The data:
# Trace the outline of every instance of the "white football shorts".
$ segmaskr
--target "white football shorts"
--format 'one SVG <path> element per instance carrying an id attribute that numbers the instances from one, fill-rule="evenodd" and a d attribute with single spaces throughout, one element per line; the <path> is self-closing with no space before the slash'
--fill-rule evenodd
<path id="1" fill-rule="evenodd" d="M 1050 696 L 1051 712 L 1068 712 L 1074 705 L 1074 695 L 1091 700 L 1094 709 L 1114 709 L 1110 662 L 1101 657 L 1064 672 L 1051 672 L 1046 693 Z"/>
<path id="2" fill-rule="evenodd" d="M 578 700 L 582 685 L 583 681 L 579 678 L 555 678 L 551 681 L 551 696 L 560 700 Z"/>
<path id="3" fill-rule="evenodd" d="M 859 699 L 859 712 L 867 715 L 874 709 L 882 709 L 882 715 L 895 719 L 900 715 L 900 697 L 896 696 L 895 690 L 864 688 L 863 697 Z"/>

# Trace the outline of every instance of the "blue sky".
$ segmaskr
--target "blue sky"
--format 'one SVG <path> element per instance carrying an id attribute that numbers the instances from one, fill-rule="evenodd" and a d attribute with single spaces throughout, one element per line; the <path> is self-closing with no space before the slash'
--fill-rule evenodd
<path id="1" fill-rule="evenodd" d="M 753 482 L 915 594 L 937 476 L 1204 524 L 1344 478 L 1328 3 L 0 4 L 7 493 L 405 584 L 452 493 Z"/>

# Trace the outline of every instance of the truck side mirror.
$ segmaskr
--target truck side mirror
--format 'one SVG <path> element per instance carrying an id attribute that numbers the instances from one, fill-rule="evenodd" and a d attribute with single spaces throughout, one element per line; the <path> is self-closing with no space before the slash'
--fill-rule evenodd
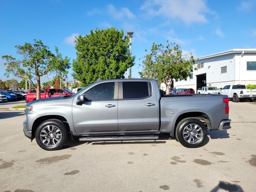
<path id="1" fill-rule="evenodd" d="M 82 105 L 83 104 L 83 103 L 84 101 L 84 95 L 78 95 L 77 98 L 77 101 L 76 102 L 76 104 L 78 105 Z"/>

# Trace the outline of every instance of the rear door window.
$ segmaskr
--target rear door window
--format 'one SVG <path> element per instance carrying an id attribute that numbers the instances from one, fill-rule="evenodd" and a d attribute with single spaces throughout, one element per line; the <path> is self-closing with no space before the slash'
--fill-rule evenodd
<path id="1" fill-rule="evenodd" d="M 123 99 L 143 99 L 151 95 L 151 88 L 149 82 L 124 82 Z"/>

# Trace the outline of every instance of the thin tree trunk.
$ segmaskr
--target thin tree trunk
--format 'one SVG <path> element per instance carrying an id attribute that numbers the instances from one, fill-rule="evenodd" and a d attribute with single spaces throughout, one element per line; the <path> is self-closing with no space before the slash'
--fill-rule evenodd
<path id="1" fill-rule="evenodd" d="M 168 84 L 168 83 L 164 83 L 165 85 L 166 86 L 166 95 L 168 95 L 170 94 L 170 85 Z"/>
<path id="2" fill-rule="evenodd" d="M 41 98 L 40 94 L 40 76 L 37 76 L 36 77 L 36 82 L 37 85 L 36 86 L 36 99 L 40 99 Z"/>

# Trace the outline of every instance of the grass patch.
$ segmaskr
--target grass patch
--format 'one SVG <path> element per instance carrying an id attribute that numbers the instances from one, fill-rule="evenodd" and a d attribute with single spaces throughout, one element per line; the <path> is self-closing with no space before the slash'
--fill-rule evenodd
<path id="1" fill-rule="evenodd" d="M 14 109 L 17 109 L 17 108 L 26 108 L 26 105 L 18 105 L 18 106 L 14 106 L 12 108 L 14 108 Z"/>

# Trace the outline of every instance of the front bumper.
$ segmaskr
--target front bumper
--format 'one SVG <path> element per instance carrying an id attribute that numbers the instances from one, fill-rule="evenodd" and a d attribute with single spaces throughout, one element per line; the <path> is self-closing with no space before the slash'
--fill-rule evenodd
<path id="1" fill-rule="evenodd" d="M 27 120 L 23 122 L 23 132 L 25 136 L 28 138 L 31 139 L 32 138 L 32 130 L 27 130 Z"/>
<path id="2" fill-rule="evenodd" d="M 231 122 L 231 119 L 228 119 L 222 120 L 219 125 L 219 130 L 226 130 L 230 129 L 231 128 L 231 126 L 230 126 Z"/>

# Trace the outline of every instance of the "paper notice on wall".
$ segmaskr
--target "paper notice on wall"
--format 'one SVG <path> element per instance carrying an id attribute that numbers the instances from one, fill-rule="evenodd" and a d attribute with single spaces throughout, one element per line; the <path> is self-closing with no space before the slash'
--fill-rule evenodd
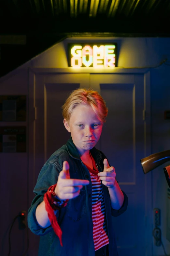
<path id="1" fill-rule="evenodd" d="M 17 135 L 4 135 L 2 138 L 3 152 L 4 153 L 16 152 Z"/>

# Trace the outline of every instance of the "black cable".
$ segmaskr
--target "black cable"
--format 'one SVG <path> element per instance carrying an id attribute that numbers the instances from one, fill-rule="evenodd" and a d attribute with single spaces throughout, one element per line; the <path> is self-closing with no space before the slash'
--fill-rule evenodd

What is expected: Please write out all the records above again, swapping "Trace" for "Draw" and keeping everything else the same. Leave the pictures out.

Result:
# Draw the outline of every instance of the "white football shorts".
$ segmaskr
--target "white football shorts"
--format 'one SVG <path> element per instance carrying an id attribute that numbers the instances from one, fill-rule="evenodd" and a d attribute with single spaces throughout, one element per line; the <path> is self-closing with no space before the slash'
--fill-rule evenodd
<path id="1" fill-rule="evenodd" d="M 1050 696 L 1051 712 L 1068 712 L 1074 705 L 1074 695 L 1091 700 L 1094 709 L 1114 709 L 1110 662 L 1101 657 L 1064 672 L 1051 672 L 1046 693 Z"/>
<path id="2" fill-rule="evenodd" d="M 578 700 L 582 685 L 583 681 L 579 678 L 555 678 L 551 681 L 551 696 L 560 700 Z"/>
<path id="3" fill-rule="evenodd" d="M 859 699 L 859 712 L 867 715 L 874 709 L 882 709 L 882 715 L 895 719 L 900 715 L 900 697 L 896 696 L 895 690 L 864 688 L 863 697 Z"/>

# Draw the outline of every instance of the "blue sky".
$ segmaskr
--target "blue sky"
--format 'one SVG <path> element per instance carrying an id attribute that numbers the instances from one, fill-rule="evenodd" and a d attribute with single spaces throughout, one element per line; the <path> is self-closing with no space before the slash'
--fill-rule evenodd
<path id="1" fill-rule="evenodd" d="M 753 482 L 915 594 L 937 476 L 1204 524 L 1344 478 L 1328 3 L 0 4 L 7 493 L 405 584 L 452 493 Z"/>

# Draw the outline of every instance of the truck side mirror.
$ segmaskr
--target truck side mirror
--format 'one SVG <path> element per instance carrying an id attribute that numbers the instances from one, fill-rule="evenodd" and a d attribute with single spaces throughout, one element per line; the <path> is self-closing with no space before the slash'
--fill-rule evenodd
<path id="1" fill-rule="evenodd" d="M 82 105 L 83 104 L 83 103 L 84 101 L 84 95 L 78 95 L 77 98 L 77 101 L 76 102 L 76 104 L 78 105 Z"/>

# Draw the outline of every instance of the rear door window.
$ segmaskr
--target rear door window
--format 'one SVG <path> element per instance carrying an id attribute that numbers the instances from one, fill-rule="evenodd" and a d attribute with single spaces throughout, one element per line; the <path> is self-closing with no space before the slash'
--fill-rule evenodd
<path id="1" fill-rule="evenodd" d="M 123 99 L 143 99 L 151 95 L 151 88 L 149 82 L 124 82 Z"/>

# Draw the outline of every instance of the thin tree trunk.
$ segmaskr
--target thin tree trunk
--format 'one SVG <path> element per instance carrying an id attribute that numbers the instances from one, fill-rule="evenodd" and a d attribute with single spaces throughout, one element per line; the <path> is self-closing with no space before the slash'
--fill-rule evenodd
<path id="1" fill-rule="evenodd" d="M 168 84 L 168 83 L 164 83 L 165 85 L 166 86 L 166 95 L 168 95 L 170 94 L 170 85 Z"/>
<path id="2" fill-rule="evenodd" d="M 41 98 L 40 94 L 40 76 L 37 76 L 36 77 L 36 82 L 37 85 L 36 86 L 36 99 L 40 99 Z"/>

# Draw the outline of every instance of the grass patch.
$ segmaskr
--target grass patch
--format 'one SVG <path> element per instance carrying an id attribute that numbers the instances from one, fill-rule="evenodd" and a d attribute with single spaces throughout, one element per line; the <path> is self-closing with no space before the slash'
--fill-rule evenodd
<path id="1" fill-rule="evenodd" d="M 14 109 L 17 109 L 17 108 L 26 108 L 26 105 L 18 105 L 18 106 L 14 106 L 12 108 L 14 108 Z"/>

# Draw the outline of every instance of the front bumper.
$ segmaskr
--target front bumper
--format 'one SVG <path> element per instance carrying an id attribute that numbers the instances from one, fill-rule="evenodd" and a d attribute with single spaces throughout, one element per line; the <path> is self-closing with no space before the slash'
--fill-rule evenodd
<path id="1" fill-rule="evenodd" d="M 27 120 L 23 122 L 23 132 L 25 136 L 28 138 L 31 139 L 32 138 L 32 130 L 27 130 Z"/>
<path id="2" fill-rule="evenodd" d="M 231 122 L 231 119 L 228 119 L 222 120 L 219 125 L 219 130 L 226 130 L 230 129 L 231 128 L 231 126 L 230 126 Z"/>

# Draw the outline of every instance of the "paper notice on wall".
$ segmaskr
--target "paper notice on wall"
--format 'one SVG <path> element per instance carrying an id attribute that numbers the instances from one, fill-rule="evenodd" and a d attribute with single spaces throughout, one element per line; the <path> is self-closing with no space before the slash'
--fill-rule evenodd
<path id="1" fill-rule="evenodd" d="M 17 135 L 4 135 L 2 138 L 3 152 L 4 153 L 16 152 Z"/>

# Draw the outline of every instance of the "black cable".
$ segmaskr
--target "black cable"
--format 'one SVG <path> element per instance carrying an id attribute that numbers the instances from one, fill-rule="evenodd" and a d attribute with single spaces throughout, one element per line; the <path> is self-closing with no space before the slash'
--fill-rule evenodd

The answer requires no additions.